# Задание
Процитируйте, пожалуйста, дословно отрывок из текста о русском реализме от слов «Представленный читателям сборник» до слов «но и ее лакуны.».

# Исходный текст
··········

Статья Б. Маслова об исторической поэтике реалистических сюжетов также использует конкретный пример – сюжет «курортного рецидива» или повторной встречи – как повод для построения теоретической модели сюжета, типичного для текстов русского реализма в целом. Опираясь на работы А. Н. Веселовского о генезисе сюжетных схем (по принципу их современности изучаемым сюжетам), Маслов описывает функционирование такой сюжетной схемы в произведениях Тургенева, Мопассана, Т. Манна, Чехова и Бунина. Тексты Тургенева интерпретируются автором статьи как связующее звено между романтизмом, поздним реализмом и модернизмом, выделить которое и позволяет предлагаемая автором классификация сюжетных мотивов.

Перспективы

Представленный читателям сборник имеет своей целью, прежде всего, обозначить векторы развития новых подходов к изучению русского реализма и познакомить читателя с репрезентативной выборкой работ современных ученых в России и за рубежом. Закономерно, однако, что, так как сборник демонстрирует срез современной науки, объектом или предметом которой является русский литературный реализм, набор представленных в нем статей (с поправкой на реальность научной жизни – не все, чьи работы мы хотели бы видеть в сборнике, смогли представить свои тексты) демонстрирует не только последние достижения этой отрасли литературоведения, но и ее лакуны.

В частности, в сборнике лишь очень кратко освещены два важных подхода к литературе XIX века, направленных на введение новых текстов в научный оборот. За исключением Мельникова-Печерского и Писемского, в сборнике мало представлены писатели второго ряда и другие неканонические авторы. В сборник также не вошли статьи о женщинах-писательницах и представителях других маргинализированных социальных и этнических групп, исследования текстов которых «медленно, но верно» продолжают дополнять нашу картину литературной жизни России, в том числе в период развития реализма. Как нам кажется, это отражает в первую очередь количественное, но ни в коей мере не качественное свойство таких исследований. Несмотря на ограниченное количество представленных в сборнике статей, в их тематике и материале тем не менее очевидно влияние именно такого подхода к изучению литературы: экспансия «канона» (что бы мы ни понимали под этим термином, который также подвергся плодотворной ревизии в последние годы) «вглубь» и «вширь».

··········

# Материал
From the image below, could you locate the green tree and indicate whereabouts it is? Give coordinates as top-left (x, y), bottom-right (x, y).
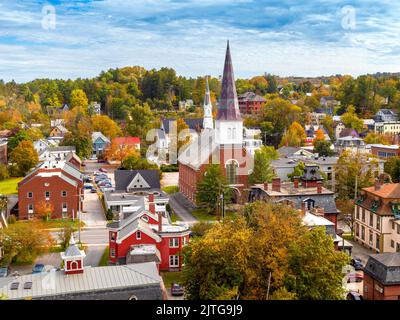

··········

# Письменное решение
Представленный читателям сборник имеет своей целью, прежде всего, обозначить векторы развития новых подходов к изучению русского реализма и познакомить читателя с репрезентативной выборкой работ современных ученых в России и за рубежом. Закономерно, однако, что, так как сборник демонстрирует срез современной науки, объектом или предметом которой является русский литературный реализм, набор представленных в нем статей (с поправкой на реальность научной жизни – не все, чьи работы мы хотели бы видеть в сборнике, смогли представить свои тексты) демонстрирует не только последние достижения этой отрасли литературоведения, но и ее лакуны.